** YOUR INSTRUCTIONS **
In the records below, find each line holding the word "eyebrow" and copy it.

** DATA PROVIDED **
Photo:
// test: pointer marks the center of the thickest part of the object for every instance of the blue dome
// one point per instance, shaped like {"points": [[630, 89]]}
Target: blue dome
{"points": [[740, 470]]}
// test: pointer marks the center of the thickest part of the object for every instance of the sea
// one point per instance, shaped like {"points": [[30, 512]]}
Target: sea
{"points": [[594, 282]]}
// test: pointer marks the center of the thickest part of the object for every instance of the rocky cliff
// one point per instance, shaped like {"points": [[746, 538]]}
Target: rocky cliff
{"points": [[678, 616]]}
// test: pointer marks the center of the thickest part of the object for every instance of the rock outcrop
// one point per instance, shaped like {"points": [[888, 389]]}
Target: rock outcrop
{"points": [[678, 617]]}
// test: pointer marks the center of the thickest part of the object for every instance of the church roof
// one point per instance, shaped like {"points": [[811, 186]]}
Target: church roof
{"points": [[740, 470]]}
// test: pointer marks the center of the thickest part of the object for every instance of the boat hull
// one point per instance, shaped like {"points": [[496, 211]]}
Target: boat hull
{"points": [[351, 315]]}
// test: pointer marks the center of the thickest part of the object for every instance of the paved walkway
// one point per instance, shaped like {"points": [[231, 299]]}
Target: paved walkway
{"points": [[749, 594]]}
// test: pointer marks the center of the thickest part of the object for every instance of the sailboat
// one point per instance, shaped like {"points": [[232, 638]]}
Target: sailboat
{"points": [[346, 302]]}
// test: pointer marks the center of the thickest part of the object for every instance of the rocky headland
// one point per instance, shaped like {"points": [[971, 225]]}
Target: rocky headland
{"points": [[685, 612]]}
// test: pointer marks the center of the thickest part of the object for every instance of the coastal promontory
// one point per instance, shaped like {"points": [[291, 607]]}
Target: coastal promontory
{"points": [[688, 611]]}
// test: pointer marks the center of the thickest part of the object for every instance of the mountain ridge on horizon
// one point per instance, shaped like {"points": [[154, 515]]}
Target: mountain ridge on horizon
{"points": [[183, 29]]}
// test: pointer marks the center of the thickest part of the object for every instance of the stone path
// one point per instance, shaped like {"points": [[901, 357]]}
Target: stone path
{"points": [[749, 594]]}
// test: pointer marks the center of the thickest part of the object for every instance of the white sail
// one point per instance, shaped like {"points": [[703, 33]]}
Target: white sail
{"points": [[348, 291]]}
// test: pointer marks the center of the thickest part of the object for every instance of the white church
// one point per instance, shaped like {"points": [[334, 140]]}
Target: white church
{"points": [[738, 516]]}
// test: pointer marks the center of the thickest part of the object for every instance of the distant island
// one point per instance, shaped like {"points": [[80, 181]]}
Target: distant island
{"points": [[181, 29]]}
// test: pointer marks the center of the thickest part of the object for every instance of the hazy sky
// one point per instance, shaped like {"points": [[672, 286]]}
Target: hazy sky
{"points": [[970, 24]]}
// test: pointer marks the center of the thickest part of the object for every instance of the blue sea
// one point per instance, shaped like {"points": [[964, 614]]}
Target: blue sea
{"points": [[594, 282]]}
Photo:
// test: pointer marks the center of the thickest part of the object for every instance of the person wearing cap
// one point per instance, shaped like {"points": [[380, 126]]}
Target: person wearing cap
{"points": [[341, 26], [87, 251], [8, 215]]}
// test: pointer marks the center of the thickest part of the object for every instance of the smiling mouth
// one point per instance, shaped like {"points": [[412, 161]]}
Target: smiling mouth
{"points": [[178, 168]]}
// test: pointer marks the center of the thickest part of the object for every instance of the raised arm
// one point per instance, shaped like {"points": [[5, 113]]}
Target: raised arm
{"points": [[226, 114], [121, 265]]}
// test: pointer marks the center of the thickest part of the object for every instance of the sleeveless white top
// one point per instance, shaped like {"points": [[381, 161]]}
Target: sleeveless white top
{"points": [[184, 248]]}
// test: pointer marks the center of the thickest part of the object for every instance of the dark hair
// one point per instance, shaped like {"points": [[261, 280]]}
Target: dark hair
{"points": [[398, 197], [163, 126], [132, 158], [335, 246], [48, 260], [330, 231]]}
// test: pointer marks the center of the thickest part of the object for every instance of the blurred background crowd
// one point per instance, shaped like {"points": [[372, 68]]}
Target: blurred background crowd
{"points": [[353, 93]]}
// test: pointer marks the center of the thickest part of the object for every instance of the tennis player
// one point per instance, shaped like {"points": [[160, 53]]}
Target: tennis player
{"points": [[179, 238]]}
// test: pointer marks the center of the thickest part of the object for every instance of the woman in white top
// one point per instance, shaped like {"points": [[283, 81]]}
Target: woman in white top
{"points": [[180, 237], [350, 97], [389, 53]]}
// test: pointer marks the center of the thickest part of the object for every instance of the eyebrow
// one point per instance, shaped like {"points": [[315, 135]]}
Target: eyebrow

** OUTPUT FOR THIS EXERCISE **
// test: pointer marks the center of the thickest part of the object for every instance of the eyebrow
Target: eyebrow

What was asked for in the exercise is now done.